### Input ###

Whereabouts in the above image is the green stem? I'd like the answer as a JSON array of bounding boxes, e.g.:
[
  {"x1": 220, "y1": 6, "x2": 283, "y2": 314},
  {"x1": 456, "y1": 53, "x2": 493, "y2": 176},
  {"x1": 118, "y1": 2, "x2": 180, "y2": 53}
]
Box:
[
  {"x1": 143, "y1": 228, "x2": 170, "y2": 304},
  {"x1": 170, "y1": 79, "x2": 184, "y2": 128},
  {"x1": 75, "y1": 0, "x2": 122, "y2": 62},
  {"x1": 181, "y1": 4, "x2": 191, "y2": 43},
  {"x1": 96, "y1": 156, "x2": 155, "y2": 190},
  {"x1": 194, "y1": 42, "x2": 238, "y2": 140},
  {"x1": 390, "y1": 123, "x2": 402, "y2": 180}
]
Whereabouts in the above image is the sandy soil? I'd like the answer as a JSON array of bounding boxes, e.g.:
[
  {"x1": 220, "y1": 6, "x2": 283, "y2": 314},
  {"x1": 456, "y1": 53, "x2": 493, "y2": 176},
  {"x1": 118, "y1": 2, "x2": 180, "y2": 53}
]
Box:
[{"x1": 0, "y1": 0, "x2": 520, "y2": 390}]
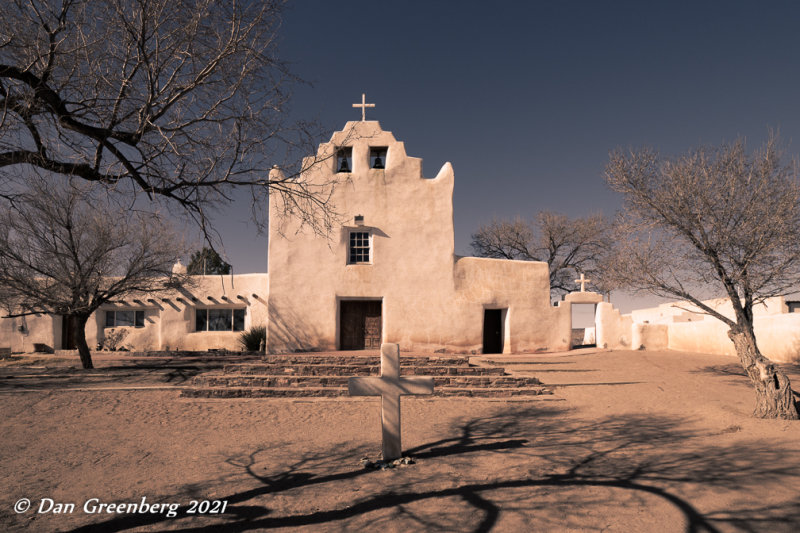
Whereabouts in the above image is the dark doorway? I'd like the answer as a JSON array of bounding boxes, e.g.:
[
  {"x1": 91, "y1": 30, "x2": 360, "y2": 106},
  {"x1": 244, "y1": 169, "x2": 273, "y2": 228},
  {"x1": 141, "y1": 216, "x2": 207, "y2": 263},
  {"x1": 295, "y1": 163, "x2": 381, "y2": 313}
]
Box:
[
  {"x1": 61, "y1": 315, "x2": 78, "y2": 350},
  {"x1": 570, "y1": 303, "x2": 597, "y2": 349},
  {"x1": 483, "y1": 309, "x2": 503, "y2": 353},
  {"x1": 339, "y1": 300, "x2": 381, "y2": 350}
]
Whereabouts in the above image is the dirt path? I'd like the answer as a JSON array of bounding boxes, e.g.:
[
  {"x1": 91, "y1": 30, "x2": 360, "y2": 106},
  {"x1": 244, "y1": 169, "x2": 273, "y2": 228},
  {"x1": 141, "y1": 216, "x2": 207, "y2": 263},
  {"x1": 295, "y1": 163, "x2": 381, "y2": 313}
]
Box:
[{"x1": 0, "y1": 351, "x2": 800, "y2": 532}]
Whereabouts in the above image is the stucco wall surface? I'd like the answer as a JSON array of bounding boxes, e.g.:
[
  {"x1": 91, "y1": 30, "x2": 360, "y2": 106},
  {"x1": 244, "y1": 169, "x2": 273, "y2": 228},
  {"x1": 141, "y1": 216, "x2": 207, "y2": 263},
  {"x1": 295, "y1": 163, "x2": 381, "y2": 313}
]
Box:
[
  {"x1": 268, "y1": 121, "x2": 569, "y2": 352},
  {"x1": 668, "y1": 313, "x2": 800, "y2": 363},
  {"x1": 0, "y1": 274, "x2": 268, "y2": 352}
]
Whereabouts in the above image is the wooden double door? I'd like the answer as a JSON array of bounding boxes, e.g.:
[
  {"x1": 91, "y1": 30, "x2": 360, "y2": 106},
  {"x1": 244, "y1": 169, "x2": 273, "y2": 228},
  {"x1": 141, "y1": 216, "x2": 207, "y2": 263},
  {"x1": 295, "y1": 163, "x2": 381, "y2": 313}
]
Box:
[{"x1": 339, "y1": 300, "x2": 381, "y2": 350}]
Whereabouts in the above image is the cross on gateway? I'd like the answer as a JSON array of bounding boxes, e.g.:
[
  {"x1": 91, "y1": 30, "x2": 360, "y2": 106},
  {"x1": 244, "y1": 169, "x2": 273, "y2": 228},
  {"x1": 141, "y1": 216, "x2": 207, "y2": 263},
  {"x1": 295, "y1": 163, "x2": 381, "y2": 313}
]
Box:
[
  {"x1": 575, "y1": 272, "x2": 592, "y2": 292},
  {"x1": 347, "y1": 343, "x2": 433, "y2": 461},
  {"x1": 353, "y1": 93, "x2": 375, "y2": 122}
]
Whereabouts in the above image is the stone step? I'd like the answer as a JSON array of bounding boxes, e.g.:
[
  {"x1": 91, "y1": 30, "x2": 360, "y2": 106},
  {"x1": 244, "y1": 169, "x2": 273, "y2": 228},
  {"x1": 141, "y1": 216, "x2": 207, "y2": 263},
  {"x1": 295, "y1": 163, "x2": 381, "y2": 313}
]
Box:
[
  {"x1": 181, "y1": 387, "x2": 553, "y2": 398},
  {"x1": 222, "y1": 363, "x2": 504, "y2": 376},
  {"x1": 192, "y1": 373, "x2": 541, "y2": 388},
  {"x1": 253, "y1": 353, "x2": 469, "y2": 366}
]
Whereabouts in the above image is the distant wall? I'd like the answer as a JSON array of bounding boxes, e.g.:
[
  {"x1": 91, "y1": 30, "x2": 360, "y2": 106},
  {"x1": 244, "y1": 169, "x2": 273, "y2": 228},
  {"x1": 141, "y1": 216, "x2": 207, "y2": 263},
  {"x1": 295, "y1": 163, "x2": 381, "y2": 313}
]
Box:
[{"x1": 0, "y1": 274, "x2": 269, "y2": 352}]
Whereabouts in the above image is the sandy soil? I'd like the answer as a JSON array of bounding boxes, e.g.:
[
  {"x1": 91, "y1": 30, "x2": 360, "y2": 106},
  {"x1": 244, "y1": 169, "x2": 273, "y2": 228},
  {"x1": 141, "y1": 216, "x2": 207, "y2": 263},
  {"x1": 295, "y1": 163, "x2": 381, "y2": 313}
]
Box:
[{"x1": 0, "y1": 350, "x2": 800, "y2": 532}]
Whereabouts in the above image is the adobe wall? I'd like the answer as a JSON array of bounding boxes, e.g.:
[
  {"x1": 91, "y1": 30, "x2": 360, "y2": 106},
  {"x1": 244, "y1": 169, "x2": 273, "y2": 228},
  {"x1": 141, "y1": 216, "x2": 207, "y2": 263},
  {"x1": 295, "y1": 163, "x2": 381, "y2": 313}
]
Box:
[
  {"x1": 0, "y1": 274, "x2": 268, "y2": 352},
  {"x1": 268, "y1": 121, "x2": 561, "y2": 352}
]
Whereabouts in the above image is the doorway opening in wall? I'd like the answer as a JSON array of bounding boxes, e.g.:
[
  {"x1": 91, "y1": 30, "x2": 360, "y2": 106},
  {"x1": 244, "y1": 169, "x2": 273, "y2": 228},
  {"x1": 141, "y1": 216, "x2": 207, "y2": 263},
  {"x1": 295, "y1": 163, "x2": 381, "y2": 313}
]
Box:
[
  {"x1": 569, "y1": 304, "x2": 597, "y2": 350},
  {"x1": 61, "y1": 315, "x2": 78, "y2": 350},
  {"x1": 483, "y1": 309, "x2": 508, "y2": 353},
  {"x1": 339, "y1": 300, "x2": 382, "y2": 350}
]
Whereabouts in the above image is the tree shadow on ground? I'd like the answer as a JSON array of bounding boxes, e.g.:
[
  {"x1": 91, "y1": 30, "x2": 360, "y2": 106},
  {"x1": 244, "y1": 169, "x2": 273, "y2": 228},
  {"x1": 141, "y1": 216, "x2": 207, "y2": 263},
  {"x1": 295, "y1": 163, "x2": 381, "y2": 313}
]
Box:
[{"x1": 64, "y1": 404, "x2": 800, "y2": 532}]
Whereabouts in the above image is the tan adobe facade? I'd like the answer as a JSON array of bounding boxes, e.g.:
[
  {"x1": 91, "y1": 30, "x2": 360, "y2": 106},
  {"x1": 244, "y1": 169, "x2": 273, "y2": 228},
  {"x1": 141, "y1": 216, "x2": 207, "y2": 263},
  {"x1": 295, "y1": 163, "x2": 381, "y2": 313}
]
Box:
[
  {"x1": 0, "y1": 116, "x2": 800, "y2": 362},
  {"x1": 267, "y1": 121, "x2": 570, "y2": 353}
]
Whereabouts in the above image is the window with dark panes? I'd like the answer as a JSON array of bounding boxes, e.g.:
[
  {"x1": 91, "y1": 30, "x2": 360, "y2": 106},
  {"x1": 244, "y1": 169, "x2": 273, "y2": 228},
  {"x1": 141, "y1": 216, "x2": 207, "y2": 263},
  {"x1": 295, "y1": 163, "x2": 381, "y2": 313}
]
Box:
[
  {"x1": 336, "y1": 148, "x2": 353, "y2": 172},
  {"x1": 369, "y1": 146, "x2": 387, "y2": 168},
  {"x1": 105, "y1": 309, "x2": 144, "y2": 328},
  {"x1": 348, "y1": 231, "x2": 372, "y2": 264},
  {"x1": 194, "y1": 309, "x2": 245, "y2": 331}
]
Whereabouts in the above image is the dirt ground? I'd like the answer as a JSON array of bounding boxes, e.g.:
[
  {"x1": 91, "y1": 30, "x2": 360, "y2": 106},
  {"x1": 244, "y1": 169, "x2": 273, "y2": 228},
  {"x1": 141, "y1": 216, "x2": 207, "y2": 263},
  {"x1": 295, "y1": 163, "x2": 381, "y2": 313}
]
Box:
[{"x1": 0, "y1": 350, "x2": 800, "y2": 533}]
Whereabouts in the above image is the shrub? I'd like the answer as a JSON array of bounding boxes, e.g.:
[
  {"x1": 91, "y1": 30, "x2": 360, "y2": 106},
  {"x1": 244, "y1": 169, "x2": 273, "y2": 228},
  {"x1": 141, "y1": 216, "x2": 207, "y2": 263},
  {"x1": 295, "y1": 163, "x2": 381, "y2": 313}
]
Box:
[{"x1": 239, "y1": 326, "x2": 267, "y2": 352}]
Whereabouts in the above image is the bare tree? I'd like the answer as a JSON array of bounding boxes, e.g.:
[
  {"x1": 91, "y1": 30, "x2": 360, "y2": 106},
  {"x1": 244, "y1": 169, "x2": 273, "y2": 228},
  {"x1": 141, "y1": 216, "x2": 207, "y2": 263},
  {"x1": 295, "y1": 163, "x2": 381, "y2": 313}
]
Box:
[
  {"x1": 606, "y1": 138, "x2": 800, "y2": 419},
  {"x1": 472, "y1": 211, "x2": 610, "y2": 296},
  {"x1": 0, "y1": 177, "x2": 183, "y2": 368},
  {"x1": 0, "y1": 0, "x2": 336, "y2": 235}
]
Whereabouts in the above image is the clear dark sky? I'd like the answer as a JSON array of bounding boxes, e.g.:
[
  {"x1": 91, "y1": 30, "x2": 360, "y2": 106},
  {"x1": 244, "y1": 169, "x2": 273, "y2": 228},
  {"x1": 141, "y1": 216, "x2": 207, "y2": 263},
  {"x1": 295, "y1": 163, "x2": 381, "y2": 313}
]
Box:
[{"x1": 209, "y1": 0, "x2": 800, "y2": 310}]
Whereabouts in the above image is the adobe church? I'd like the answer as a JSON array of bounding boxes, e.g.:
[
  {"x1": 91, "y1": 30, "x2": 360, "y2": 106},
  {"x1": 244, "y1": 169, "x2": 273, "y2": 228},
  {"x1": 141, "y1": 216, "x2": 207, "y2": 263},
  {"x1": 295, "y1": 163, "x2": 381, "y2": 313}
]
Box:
[
  {"x1": 267, "y1": 107, "x2": 571, "y2": 353},
  {"x1": 0, "y1": 97, "x2": 800, "y2": 361}
]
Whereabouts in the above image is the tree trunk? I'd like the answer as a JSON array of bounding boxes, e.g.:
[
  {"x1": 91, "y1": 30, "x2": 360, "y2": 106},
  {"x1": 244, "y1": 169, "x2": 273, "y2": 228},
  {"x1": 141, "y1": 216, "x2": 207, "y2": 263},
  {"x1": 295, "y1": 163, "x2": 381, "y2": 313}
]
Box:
[
  {"x1": 728, "y1": 326, "x2": 799, "y2": 420},
  {"x1": 74, "y1": 314, "x2": 94, "y2": 368}
]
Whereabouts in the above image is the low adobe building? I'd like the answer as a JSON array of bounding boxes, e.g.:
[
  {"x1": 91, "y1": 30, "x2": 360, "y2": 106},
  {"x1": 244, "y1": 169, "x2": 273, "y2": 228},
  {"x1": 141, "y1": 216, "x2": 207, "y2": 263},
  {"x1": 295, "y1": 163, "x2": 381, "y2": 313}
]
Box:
[{"x1": 0, "y1": 274, "x2": 267, "y2": 352}]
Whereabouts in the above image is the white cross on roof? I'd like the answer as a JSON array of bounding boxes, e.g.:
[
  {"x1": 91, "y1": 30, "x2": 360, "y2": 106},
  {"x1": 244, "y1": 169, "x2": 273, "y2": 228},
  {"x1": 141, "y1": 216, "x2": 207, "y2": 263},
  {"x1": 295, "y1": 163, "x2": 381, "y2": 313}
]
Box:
[
  {"x1": 575, "y1": 272, "x2": 592, "y2": 292},
  {"x1": 353, "y1": 93, "x2": 375, "y2": 122}
]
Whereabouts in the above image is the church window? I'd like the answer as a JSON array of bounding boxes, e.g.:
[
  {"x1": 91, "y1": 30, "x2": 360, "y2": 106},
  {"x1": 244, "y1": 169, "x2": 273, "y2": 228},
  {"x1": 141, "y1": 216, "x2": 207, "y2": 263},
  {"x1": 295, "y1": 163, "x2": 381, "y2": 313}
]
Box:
[
  {"x1": 369, "y1": 146, "x2": 386, "y2": 168},
  {"x1": 195, "y1": 309, "x2": 245, "y2": 331},
  {"x1": 105, "y1": 310, "x2": 144, "y2": 328},
  {"x1": 347, "y1": 231, "x2": 372, "y2": 265},
  {"x1": 336, "y1": 148, "x2": 353, "y2": 172}
]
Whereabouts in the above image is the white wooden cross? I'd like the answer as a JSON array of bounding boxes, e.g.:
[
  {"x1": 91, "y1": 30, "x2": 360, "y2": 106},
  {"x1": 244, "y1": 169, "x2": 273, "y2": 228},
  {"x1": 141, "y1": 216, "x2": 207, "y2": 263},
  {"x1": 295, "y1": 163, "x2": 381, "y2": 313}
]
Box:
[
  {"x1": 353, "y1": 93, "x2": 375, "y2": 122},
  {"x1": 575, "y1": 272, "x2": 592, "y2": 292},
  {"x1": 347, "y1": 343, "x2": 433, "y2": 461}
]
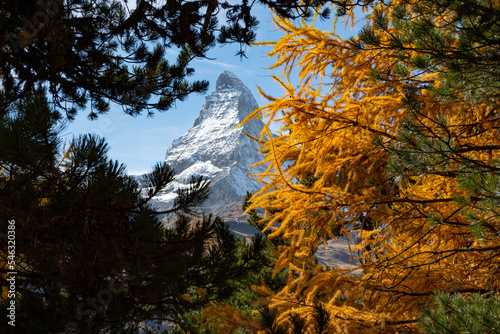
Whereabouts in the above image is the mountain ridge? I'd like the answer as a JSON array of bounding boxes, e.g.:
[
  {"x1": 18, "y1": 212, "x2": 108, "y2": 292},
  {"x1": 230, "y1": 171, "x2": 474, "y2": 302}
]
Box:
[{"x1": 149, "y1": 71, "x2": 264, "y2": 227}]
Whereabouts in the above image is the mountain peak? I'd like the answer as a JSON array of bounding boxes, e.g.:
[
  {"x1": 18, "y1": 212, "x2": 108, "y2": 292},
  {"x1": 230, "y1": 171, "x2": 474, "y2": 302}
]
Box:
[{"x1": 215, "y1": 71, "x2": 246, "y2": 91}]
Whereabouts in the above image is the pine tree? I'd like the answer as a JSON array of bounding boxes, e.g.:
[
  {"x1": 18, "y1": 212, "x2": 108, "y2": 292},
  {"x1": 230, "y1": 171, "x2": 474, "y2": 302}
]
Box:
[
  {"x1": 0, "y1": 0, "x2": 332, "y2": 119},
  {"x1": 418, "y1": 292, "x2": 500, "y2": 334},
  {"x1": 0, "y1": 90, "x2": 261, "y2": 333},
  {"x1": 244, "y1": 0, "x2": 500, "y2": 333}
]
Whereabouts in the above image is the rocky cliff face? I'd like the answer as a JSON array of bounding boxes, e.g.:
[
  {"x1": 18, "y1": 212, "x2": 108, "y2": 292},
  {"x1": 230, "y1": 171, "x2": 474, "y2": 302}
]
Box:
[{"x1": 151, "y1": 71, "x2": 263, "y2": 227}]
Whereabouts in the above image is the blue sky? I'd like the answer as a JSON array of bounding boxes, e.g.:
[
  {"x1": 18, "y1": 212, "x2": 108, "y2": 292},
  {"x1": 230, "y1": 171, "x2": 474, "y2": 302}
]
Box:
[{"x1": 64, "y1": 8, "x2": 360, "y2": 174}]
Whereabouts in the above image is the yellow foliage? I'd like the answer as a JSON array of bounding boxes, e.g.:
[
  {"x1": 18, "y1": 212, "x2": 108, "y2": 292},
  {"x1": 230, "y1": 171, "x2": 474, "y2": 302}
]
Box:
[{"x1": 244, "y1": 1, "x2": 500, "y2": 333}]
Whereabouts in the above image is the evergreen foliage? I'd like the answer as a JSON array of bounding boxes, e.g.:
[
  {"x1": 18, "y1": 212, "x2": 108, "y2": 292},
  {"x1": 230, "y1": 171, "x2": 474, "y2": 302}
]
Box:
[
  {"x1": 418, "y1": 292, "x2": 500, "y2": 334},
  {"x1": 0, "y1": 0, "x2": 334, "y2": 119},
  {"x1": 0, "y1": 90, "x2": 263, "y2": 333},
  {"x1": 244, "y1": 0, "x2": 500, "y2": 333}
]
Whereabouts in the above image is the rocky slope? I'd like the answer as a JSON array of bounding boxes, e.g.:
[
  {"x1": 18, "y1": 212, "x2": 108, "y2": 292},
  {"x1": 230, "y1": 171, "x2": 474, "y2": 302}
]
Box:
[{"x1": 150, "y1": 71, "x2": 263, "y2": 232}]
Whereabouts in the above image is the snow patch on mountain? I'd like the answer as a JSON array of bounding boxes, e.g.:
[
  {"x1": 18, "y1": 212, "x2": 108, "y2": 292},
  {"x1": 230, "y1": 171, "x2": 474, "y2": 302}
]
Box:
[{"x1": 154, "y1": 71, "x2": 264, "y2": 221}]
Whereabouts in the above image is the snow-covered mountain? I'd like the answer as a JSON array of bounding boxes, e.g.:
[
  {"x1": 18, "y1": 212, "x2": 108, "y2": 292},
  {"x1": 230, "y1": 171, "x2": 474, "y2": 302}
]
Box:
[{"x1": 151, "y1": 71, "x2": 264, "y2": 231}]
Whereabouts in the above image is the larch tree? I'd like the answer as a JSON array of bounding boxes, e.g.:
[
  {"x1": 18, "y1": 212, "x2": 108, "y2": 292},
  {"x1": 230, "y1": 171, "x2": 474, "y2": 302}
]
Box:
[{"x1": 244, "y1": 0, "x2": 500, "y2": 333}]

###

Given problem: All lines from the one with "Whereabouts in the above image is the blue" through the final line above are to be quoted exactly; quote no other line.

Answer to the problem:
Whereabouts in the above image is the blue sky? I'd like the answer as a JSON array of bounding boxes, e.g.:
[
  {"x1": 18, "y1": 212, "x2": 108, "y2": 292},
  {"x1": 230, "y1": 171, "x2": 474, "y2": 302}
]
Box:
[{"x1": 64, "y1": 8, "x2": 360, "y2": 174}]
Whereabouts in the above image is the yellow foliage? I'd like the answer as a JSON array of bounding boxes, e.g.:
[
  {"x1": 18, "y1": 212, "x2": 108, "y2": 292},
  {"x1": 230, "y1": 171, "x2": 474, "y2": 302}
]
Box:
[{"x1": 244, "y1": 1, "x2": 500, "y2": 333}]
Whereabouts in the above image is the evergreen foliage? I'd like the answer as a JSON array of bounding boxes, e.g.:
[
  {"x1": 18, "y1": 212, "x2": 108, "y2": 292},
  {"x1": 230, "y1": 171, "x2": 474, "y2": 302}
]
Box:
[
  {"x1": 418, "y1": 292, "x2": 500, "y2": 334},
  {"x1": 0, "y1": 0, "x2": 334, "y2": 119},
  {"x1": 0, "y1": 90, "x2": 263, "y2": 333},
  {"x1": 244, "y1": 0, "x2": 500, "y2": 333}
]
Whereabouts in the above image is the rocky slope? I'd like the answer as a JSON array of bounding boxes, e.g.:
[
  {"x1": 18, "y1": 212, "x2": 108, "y2": 292},
  {"x1": 230, "y1": 171, "x2": 474, "y2": 302}
]
Box:
[{"x1": 150, "y1": 71, "x2": 263, "y2": 232}]
Whereabouts in the above image is the snow patch on mountain? I'd like the answer as a JSON array of bounding boxes, e.g.:
[
  {"x1": 18, "y1": 212, "x2": 108, "y2": 292},
  {"x1": 230, "y1": 171, "x2": 474, "y2": 302}
]
Box:
[{"x1": 154, "y1": 71, "x2": 264, "y2": 221}]
Whereabouts in the above image is the snow-covered mountain? I'd like the answer as a JSON array of bounding boxes, e.g.:
[
  {"x1": 18, "y1": 212, "x2": 108, "y2": 292},
  {"x1": 230, "y1": 171, "x2": 474, "y2": 302}
]
Box:
[{"x1": 151, "y1": 71, "x2": 264, "y2": 231}]
Whereabouts in the above image is the larch tree? I'd like the answer as a JSON array of bounding boxes, e.g.:
[
  {"x1": 18, "y1": 212, "x2": 108, "y2": 292},
  {"x1": 230, "y1": 171, "x2": 474, "y2": 302}
]
Box:
[{"x1": 244, "y1": 0, "x2": 500, "y2": 333}]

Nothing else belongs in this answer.